### TASK INPUT
• • • •
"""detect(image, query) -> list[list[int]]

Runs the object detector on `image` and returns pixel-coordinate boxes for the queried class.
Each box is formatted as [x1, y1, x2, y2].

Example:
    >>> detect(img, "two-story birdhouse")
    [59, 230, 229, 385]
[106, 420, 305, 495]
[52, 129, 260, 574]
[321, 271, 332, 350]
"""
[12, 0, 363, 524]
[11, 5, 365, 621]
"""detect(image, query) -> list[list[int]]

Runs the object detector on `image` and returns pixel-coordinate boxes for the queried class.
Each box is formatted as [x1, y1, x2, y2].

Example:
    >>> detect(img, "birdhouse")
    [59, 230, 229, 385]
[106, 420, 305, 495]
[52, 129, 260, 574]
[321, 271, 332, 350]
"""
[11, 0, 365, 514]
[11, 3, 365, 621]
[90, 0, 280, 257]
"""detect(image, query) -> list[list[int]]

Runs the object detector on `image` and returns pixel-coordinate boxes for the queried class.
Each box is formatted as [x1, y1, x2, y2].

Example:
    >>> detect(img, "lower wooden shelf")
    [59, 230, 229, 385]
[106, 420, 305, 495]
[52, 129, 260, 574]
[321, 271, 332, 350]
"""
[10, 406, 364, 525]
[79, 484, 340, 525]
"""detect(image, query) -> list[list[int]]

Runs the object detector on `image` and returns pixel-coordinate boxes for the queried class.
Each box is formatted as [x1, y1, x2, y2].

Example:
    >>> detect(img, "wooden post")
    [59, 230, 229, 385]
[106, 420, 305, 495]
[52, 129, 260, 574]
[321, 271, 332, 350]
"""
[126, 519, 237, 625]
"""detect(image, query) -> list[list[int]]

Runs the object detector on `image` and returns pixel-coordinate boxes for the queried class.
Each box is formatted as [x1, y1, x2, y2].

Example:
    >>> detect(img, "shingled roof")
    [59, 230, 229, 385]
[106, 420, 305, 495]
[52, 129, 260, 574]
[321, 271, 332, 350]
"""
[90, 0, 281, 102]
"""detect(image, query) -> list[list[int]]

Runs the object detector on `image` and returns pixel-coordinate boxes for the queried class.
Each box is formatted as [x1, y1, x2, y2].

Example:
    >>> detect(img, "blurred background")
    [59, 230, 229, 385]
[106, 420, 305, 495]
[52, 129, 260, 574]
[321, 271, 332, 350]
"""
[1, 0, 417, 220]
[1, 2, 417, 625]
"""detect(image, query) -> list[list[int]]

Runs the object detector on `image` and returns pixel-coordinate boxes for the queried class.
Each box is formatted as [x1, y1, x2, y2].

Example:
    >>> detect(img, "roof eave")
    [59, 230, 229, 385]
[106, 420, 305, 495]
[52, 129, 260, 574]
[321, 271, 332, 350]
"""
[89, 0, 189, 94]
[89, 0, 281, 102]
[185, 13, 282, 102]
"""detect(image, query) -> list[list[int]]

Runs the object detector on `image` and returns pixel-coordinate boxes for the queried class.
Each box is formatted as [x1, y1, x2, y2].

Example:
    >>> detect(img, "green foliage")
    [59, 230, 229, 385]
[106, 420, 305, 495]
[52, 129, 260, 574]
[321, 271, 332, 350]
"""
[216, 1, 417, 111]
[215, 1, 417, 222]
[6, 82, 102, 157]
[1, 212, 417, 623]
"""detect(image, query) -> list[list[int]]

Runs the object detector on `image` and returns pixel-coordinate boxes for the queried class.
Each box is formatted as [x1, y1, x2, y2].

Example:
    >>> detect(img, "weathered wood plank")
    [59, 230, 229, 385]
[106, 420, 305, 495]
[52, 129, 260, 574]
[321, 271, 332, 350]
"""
• • • •
### WORK TASK
Using the data above, return each line that includes the word "wooden".

### RESPONSE BELOW
    >>> detect(img, "lower wooden shelf")
    >>> detect(img, "wooden post")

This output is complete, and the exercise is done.